Extracted records »
★ ★ ★ ★

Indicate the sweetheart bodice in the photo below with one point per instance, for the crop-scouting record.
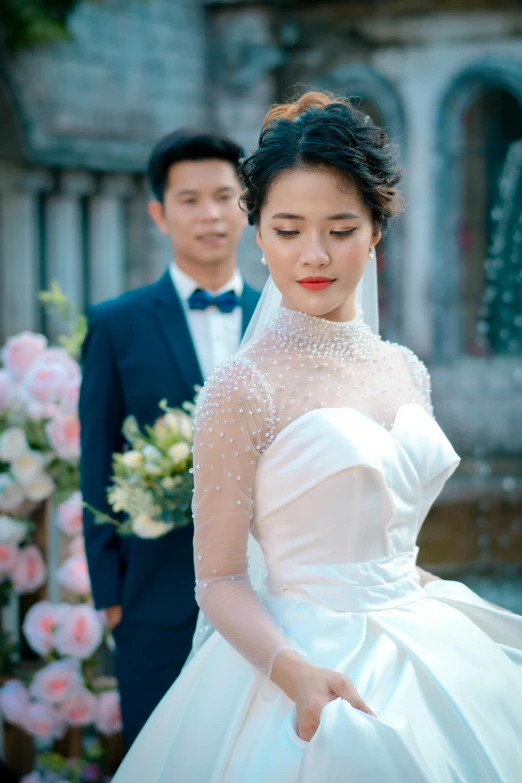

★ ★ ★ ★

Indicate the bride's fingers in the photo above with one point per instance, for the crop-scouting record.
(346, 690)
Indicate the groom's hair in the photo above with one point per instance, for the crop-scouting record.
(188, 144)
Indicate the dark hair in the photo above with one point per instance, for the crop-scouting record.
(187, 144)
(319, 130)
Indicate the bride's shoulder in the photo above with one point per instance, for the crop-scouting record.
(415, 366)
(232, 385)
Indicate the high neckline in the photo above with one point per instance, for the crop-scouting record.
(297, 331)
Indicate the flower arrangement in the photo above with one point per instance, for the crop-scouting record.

★ ★ ★ ★

Task objective »
Copy out the rows starting at the line that contains "Indicate the high" and ending at the line that contains "Indicate the flower", with both of those lines included.

Right answer »
Indicate the high neckline in the photo above with one point per instance, for the crop-scouting record.
(297, 331)
Indicate the flower arrangement in the photo above with one point per instance, for the crop-scouting record.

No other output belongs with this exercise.